* **THE TASK**: Copy exactly the run of lines that begins at the line with "of the harbor" and ends at the final line of the entries.

* **LISTED ENTRIES**:

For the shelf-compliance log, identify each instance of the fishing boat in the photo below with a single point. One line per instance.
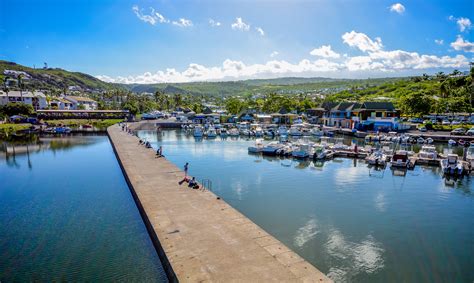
(282, 131)
(211, 133)
(400, 159)
(428, 152)
(233, 132)
(377, 158)
(198, 132)
(451, 165)
(301, 150)
(321, 152)
(295, 131)
(62, 130)
(257, 148)
(223, 132)
(258, 131)
(271, 148)
(316, 132)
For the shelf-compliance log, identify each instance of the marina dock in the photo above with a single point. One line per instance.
(198, 236)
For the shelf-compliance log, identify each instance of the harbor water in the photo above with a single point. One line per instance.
(354, 223)
(67, 214)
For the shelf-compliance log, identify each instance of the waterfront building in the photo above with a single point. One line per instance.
(78, 101)
(36, 99)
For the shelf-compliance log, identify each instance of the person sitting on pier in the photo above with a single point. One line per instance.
(193, 184)
(159, 152)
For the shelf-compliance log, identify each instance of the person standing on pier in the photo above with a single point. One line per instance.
(186, 170)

* **ANSWER AREA**:
For the shelf-compliance log, identify each instance of the harbor water in the photo above with a single point. One line per instance.
(354, 223)
(67, 214)
For the shelf-compliance log, identify each instance of the waterfront building in the photo above with a single point. One line per instance.
(78, 101)
(36, 99)
For the shelf-compliance log, identify each instance of the person sitting on pier in the photo above with a single point. One line per instance.
(193, 184)
(159, 152)
For the shelf-compliance log, identify each instance of the person standing on pier in the photo above with a single point. One line per instance.
(186, 170)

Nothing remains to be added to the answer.